What you have to do: Each record below should appear again exactly as written.

(Entries from a point annotation set)
= = =

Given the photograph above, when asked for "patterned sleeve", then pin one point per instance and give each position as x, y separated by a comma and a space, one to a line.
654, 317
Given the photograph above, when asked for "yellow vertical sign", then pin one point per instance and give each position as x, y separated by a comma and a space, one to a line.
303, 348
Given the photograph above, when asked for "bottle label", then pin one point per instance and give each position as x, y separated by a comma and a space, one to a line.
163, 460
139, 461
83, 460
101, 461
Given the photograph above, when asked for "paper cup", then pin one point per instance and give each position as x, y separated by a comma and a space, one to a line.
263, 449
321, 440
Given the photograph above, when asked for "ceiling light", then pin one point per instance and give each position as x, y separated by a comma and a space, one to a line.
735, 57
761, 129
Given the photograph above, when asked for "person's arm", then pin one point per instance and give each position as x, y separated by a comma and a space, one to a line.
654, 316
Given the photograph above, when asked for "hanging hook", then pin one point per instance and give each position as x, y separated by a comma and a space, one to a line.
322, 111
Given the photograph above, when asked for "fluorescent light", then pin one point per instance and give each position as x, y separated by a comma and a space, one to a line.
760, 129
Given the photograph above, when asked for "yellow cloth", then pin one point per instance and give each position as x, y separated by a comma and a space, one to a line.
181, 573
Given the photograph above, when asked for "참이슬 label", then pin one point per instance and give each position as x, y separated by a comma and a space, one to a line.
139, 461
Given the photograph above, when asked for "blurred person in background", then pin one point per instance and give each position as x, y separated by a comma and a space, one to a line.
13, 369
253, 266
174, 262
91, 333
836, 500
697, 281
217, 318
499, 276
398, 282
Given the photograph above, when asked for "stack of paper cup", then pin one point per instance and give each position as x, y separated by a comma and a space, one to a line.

= = =

Reply to the exercise:
Given the photograph above, when asked for "patterned sleeve", then pin one point per instance and give each position as x, y separated by a comma and a space, one to a line.
654, 317
Given the photograph above, when asked for "yellow vertical sign", then pin one point per instance and give each position as x, y separated by a comma and a space, one to a line.
303, 348
Given the photograph above, when asked for "bottle label", then pin one point per instance and give each position as x, y separated by a comma and a space, one to a line.
163, 460
139, 461
83, 460
101, 461
Given the photograph above, when asked for "paper cup", then pin one point per instance and give each position as x, y separated by a comma and a space, one to a line.
263, 449
321, 440
Given the photograph above, when asked for "ceiling light", then pin one point per instance and give each position as x, y separated by a comma and a space, one to a line.
735, 57
761, 129
Given the photograph above, when asked for "person's arm", then pin one point per instance and give each position as x, y separated by a comma and a space, one to a line.
654, 316
Given the photograph above, when asked for "hanging hook", then pin one point per instance and give each position as x, y separated by a comma and a space, one to a line.
322, 111
Given the photograph above, when asked for "fluorescent light", then pin one point per instance and give each position as x, y separated by a comma and a space, one to a line.
760, 129
Given the photograph above, when asked for "yellow cloth", then pin one point per instance and give each position as x, y separated by a comma and a space, one to a line.
181, 573
Given the photograph above, when asked for "참이슬 label", then pin one point per instance and give each position as x, y separated by a comma and a space, one to a line.
139, 461
Given the photograph above, when asked for "blurred person in background", then pin one point per instance and give each position as x, y separated by a comma and a space, one to a line.
13, 369
253, 266
174, 262
91, 333
836, 500
697, 281
217, 318
499, 276
398, 282
Given the photograph above, when asked for "stack of paper cup", then pin one point per instance and give each position as x, y separated by a comma and a space, one to a line.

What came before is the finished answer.